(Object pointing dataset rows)
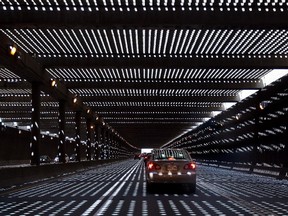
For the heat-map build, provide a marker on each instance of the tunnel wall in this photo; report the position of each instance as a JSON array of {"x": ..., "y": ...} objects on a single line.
[
  {"x": 250, "y": 136},
  {"x": 15, "y": 146}
]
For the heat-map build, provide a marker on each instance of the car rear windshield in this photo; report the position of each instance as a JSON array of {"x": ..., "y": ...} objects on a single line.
[{"x": 170, "y": 154}]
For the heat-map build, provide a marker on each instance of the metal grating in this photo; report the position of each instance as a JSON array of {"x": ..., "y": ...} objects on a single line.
[
  {"x": 133, "y": 43},
  {"x": 141, "y": 64}
]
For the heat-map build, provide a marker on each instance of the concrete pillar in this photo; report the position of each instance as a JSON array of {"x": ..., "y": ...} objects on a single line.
[
  {"x": 88, "y": 132},
  {"x": 78, "y": 136},
  {"x": 35, "y": 129},
  {"x": 62, "y": 122}
]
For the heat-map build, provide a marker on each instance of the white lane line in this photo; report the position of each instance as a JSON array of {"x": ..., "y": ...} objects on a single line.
[{"x": 125, "y": 179}]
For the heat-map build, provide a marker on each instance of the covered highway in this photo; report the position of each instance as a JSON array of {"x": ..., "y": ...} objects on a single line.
[
  {"x": 120, "y": 189},
  {"x": 90, "y": 83}
]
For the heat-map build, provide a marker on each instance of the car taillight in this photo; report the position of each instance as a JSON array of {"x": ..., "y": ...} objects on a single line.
[
  {"x": 190, "y": 166},
  {"x": 153, "y": 166}
]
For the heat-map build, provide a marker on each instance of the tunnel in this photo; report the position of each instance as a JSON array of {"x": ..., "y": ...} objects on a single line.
[{"x": 86, "y": 86}]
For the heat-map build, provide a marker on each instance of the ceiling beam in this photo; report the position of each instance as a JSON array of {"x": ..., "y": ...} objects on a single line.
[
  {"x": 149, "y": 18},
  {"x": 169, "y": 84},
  {"x": 104, "y": 109},
  {"x": 202, "y": 61},
  {"x": 170, "y": 99},
  {"x": 155, "y": 115}
]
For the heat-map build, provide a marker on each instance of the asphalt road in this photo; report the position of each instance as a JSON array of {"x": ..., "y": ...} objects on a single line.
[{"x": 120, "y": 189}]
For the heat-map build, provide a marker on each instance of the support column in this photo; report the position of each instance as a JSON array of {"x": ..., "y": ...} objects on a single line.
[
  {"x": 254, "y": 155},
  {"x": 284, "y": 154},
  {"x": 78, "y": 132},
  {"x": 88, "y": 146},
  {"x": 62, "y": 143},
  {"x": 104, "y": 150},
  {"x": 98, "y": 141},
  {"x": 35, "y": 129}
]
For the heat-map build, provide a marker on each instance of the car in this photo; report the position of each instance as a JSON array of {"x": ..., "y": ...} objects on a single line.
[
  {"x": 173, "y": 166},
  {"x": 73, "y": 157},
  {"x": 147, "y": 158},
  {"x": 45, "y": 159},
  {"x": 57, "y": 159},
  {"x": 137, "y": 157}
]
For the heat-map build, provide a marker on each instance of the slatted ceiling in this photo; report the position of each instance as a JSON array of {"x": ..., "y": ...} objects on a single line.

§ **WHAT TO PRODUCE**: Rewrite the lines from the one containing "car in this" through the end of the items, changing "heat-map build" to "density-map build" and leaving everything else unchanged.

§ **RESULT FOR THIS TASK**:
For the density-map build, provide a marker on each instance of the car in this photo; report the position of each instance as a JSON array of {"x": ..., "y": ...} objects on a single line.
[
  {"x": 173, "y": 166},
  {"x": 73, "y": 157},
  {"x": 147, "y": 158},
  {"x": 45, "y": 159},
  {"x": 57, "y": 159},
  {"x": 137, "y": 157}
]
For the density-map build, provide a marker on each instance of the slatted ceiling in this photo; report the position of each instance as a JSON array of {"x": ..., "y": ...} objects on a single line.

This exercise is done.